▶ _Task set_
(a) Answer these questions from the Helford River walk account:
(i) Which flowers were the signature ones along the wooded section by the river?
(ii) Which lighthouse can be seen to the left across Falmouth Bay?
(iii) How long was the road tour the walkers had to take?
(b) Summarize the Helford River walk account in two sentences.

▶ _Extract provided_
━━━━━━━━━━━━━━━━

Boats in the Helford River
After a delayed start because of heavy rain, we set out from Helford Point, walking though this pretty village as the rain began again. We climbed past a former chapel, now a cafe, and walked along a wooded path parallel to the river. The rain water dripping from the leaves above evoked, perhaps a bit fancifully, memories of the rain forest of Costa Rica which we visited earlier in the year..
The signature flowers along this section were bluebells and pungent wild garlic. Later there was a profusion of cow parsley.
The whole area is part of the Bosahan estate, and Bosahan Cove was a pretty, secluded spot as we neared the mouth of the river. Eventually, the rain stopped and we could see across Falmouth Bay, dotted with stationary ships - are they fishing? The white St Anthony lighthouse can be clearly seen to the left.
Soon Dennis Head lay ahead, with Nare Point stretching out behind it. The inlet on the right is Gillan Creek.
However, it was not as "nare" (forgive me) as it seemed. As we headed round Dennis Head, it became clear just how long Gillan Creek is.
We could see from the map that that the path essentially ran up one side and back along the other. There seemed however to be some possibility of a crossing. We walked down to the village of St Anthony-in-Meneage and photographed the church, which looked quite old. Pevsner says that the oldest part is 13th century.
We learned from a chap working on a boat that there were stepping stones across the creek, but that the water was already too high. Soon after, we saw a sign that they were currently closed for being unsafe. So there was no option but the 2.75 mile road tour. This was at least enlivened by a dramatic subsidence which had closed the road, mercifully not to pedestrians.

━━━━━━━━━━━━━━━━

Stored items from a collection
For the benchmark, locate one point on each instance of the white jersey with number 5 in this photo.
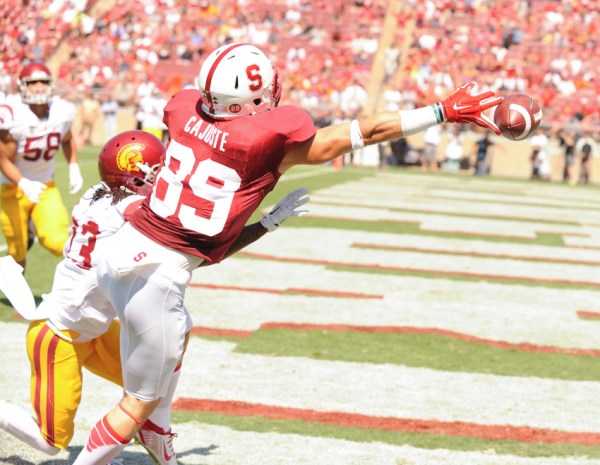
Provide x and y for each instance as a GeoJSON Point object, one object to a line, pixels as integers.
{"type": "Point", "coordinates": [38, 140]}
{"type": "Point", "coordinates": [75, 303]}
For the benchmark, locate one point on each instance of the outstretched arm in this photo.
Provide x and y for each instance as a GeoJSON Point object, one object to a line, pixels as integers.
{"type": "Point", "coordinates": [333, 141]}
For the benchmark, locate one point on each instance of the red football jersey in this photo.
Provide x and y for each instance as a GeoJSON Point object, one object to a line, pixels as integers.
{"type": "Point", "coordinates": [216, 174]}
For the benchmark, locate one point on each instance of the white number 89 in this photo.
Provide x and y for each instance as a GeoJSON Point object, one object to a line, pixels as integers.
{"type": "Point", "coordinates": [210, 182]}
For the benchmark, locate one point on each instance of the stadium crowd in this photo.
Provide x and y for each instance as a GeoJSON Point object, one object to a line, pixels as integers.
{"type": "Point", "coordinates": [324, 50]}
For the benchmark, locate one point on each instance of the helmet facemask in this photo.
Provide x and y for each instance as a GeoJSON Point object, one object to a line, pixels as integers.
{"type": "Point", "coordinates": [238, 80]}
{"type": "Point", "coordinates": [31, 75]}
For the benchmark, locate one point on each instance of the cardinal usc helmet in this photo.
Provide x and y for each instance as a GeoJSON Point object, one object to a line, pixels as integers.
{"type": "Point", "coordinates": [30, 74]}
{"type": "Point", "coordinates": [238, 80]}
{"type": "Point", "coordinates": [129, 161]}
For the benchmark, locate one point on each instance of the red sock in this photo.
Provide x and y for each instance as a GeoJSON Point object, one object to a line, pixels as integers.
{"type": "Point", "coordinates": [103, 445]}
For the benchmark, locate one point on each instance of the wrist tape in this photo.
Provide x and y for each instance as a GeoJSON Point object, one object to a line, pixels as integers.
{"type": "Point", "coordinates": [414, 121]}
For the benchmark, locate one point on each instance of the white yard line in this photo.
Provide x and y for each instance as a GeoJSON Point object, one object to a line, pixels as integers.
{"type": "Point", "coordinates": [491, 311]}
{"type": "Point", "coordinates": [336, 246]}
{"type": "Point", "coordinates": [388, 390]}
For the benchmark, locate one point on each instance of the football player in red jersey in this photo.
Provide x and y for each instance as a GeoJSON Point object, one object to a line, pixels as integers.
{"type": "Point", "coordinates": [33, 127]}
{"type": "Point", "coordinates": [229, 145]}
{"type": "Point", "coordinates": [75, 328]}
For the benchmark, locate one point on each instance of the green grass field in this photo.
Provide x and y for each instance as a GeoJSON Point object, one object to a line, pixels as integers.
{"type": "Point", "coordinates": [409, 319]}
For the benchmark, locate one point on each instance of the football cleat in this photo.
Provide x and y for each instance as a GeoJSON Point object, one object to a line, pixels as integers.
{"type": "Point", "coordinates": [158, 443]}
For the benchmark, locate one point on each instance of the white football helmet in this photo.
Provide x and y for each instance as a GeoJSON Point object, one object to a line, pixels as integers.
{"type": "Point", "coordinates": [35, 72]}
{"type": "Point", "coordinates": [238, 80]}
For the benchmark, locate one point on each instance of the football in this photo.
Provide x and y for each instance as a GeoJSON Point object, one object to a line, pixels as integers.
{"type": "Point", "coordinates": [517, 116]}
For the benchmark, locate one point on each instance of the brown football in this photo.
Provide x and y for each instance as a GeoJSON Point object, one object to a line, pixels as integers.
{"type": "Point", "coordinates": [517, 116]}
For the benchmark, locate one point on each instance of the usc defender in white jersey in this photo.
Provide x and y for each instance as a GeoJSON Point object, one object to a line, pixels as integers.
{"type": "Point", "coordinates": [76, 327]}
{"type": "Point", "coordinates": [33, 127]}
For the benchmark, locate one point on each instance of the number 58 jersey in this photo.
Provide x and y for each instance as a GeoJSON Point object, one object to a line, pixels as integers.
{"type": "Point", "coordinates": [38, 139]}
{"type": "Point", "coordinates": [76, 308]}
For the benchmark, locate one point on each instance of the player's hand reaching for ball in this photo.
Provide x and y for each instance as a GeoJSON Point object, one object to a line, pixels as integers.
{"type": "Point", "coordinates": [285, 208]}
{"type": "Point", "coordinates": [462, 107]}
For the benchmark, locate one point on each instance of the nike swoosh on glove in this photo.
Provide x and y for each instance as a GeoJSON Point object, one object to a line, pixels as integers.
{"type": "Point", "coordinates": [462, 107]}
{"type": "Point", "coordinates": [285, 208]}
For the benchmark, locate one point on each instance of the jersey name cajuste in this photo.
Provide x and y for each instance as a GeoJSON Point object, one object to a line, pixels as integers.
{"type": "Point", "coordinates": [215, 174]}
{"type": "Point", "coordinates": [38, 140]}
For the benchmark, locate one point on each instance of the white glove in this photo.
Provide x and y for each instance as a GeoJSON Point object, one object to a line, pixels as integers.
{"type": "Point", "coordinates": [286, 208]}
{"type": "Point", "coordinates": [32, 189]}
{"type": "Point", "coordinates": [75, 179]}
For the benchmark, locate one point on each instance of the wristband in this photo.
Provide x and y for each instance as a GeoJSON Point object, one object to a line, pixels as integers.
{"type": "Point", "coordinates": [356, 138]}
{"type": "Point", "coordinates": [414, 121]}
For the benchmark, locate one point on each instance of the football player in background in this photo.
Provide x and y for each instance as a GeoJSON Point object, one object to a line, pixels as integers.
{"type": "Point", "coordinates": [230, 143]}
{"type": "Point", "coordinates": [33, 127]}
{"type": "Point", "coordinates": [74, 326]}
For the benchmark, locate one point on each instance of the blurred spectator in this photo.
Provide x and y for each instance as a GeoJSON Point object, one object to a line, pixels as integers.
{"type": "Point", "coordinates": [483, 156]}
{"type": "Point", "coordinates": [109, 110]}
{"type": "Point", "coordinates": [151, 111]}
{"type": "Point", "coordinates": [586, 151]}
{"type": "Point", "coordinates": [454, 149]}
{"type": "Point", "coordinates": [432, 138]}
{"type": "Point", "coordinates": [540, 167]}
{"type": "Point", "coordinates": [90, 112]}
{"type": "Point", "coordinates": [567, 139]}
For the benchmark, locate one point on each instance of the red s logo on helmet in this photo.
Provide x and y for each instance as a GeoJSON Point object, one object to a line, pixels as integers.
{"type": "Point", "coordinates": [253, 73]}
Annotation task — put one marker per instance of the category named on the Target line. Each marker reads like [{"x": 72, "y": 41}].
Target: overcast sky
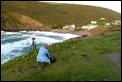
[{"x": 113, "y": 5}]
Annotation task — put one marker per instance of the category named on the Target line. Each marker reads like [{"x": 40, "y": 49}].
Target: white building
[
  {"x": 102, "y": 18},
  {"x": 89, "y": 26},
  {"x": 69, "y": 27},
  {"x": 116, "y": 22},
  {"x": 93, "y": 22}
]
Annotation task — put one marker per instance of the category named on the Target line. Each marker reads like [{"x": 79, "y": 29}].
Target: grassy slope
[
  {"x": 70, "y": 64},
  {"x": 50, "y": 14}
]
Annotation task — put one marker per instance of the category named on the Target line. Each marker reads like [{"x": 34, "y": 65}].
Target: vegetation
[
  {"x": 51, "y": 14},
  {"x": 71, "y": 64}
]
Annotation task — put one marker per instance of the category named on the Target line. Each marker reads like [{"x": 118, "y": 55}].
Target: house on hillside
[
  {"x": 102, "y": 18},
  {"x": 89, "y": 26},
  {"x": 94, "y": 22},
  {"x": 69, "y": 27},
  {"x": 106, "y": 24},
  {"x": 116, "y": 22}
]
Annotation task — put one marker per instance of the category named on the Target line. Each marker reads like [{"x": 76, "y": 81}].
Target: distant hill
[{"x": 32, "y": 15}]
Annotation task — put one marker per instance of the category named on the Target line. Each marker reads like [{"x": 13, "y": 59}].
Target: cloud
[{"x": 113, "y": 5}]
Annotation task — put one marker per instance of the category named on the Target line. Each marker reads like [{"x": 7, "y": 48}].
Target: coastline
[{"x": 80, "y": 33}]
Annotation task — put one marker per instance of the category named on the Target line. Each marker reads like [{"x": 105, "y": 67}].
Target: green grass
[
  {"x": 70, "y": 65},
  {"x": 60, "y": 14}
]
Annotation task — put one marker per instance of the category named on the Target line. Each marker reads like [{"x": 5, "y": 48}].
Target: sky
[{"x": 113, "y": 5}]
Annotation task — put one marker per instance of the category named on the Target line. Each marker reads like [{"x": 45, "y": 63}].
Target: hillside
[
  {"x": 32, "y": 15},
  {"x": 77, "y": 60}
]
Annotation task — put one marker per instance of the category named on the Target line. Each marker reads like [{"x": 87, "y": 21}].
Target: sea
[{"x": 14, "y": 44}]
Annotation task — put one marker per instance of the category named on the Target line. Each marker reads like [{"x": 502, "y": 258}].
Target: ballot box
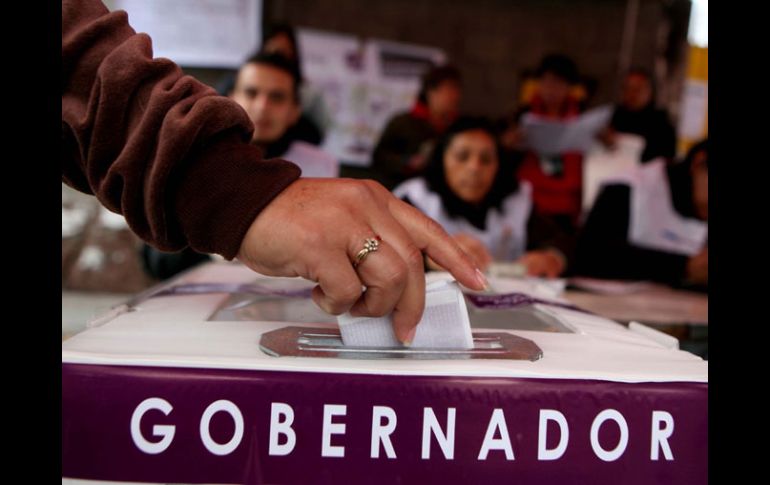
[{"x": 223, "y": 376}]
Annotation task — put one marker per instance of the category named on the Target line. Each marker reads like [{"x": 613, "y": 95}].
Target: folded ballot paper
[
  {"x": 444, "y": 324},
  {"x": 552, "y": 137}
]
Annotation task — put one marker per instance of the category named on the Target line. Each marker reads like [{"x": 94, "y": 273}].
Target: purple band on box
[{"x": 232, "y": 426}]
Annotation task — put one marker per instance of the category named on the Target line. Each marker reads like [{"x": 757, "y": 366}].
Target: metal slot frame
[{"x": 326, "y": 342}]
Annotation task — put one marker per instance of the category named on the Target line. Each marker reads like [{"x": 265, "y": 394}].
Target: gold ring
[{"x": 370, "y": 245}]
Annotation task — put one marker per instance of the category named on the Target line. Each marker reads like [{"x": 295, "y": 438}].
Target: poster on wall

━━━━━━━━━━━━━━━━

▶ _Correct answers_
(a)
(i) Bluebells and pungent wild garlic.
(ii) The white St Anthony lighthouse.
(iii) 2.75 miles.

(b) Setting out in the rain from Helford Point, the walkers followed a wooded path along the river, past bluebells and wild garlic, to Bosahan Cove and views across Falmouth Bay once the rain stopped. Rounding Dennis Head, they found Gillan Creek much longer than expected, and because the stepping stones across it were closed as unsafe, they had to take a 2.75 mile road tour.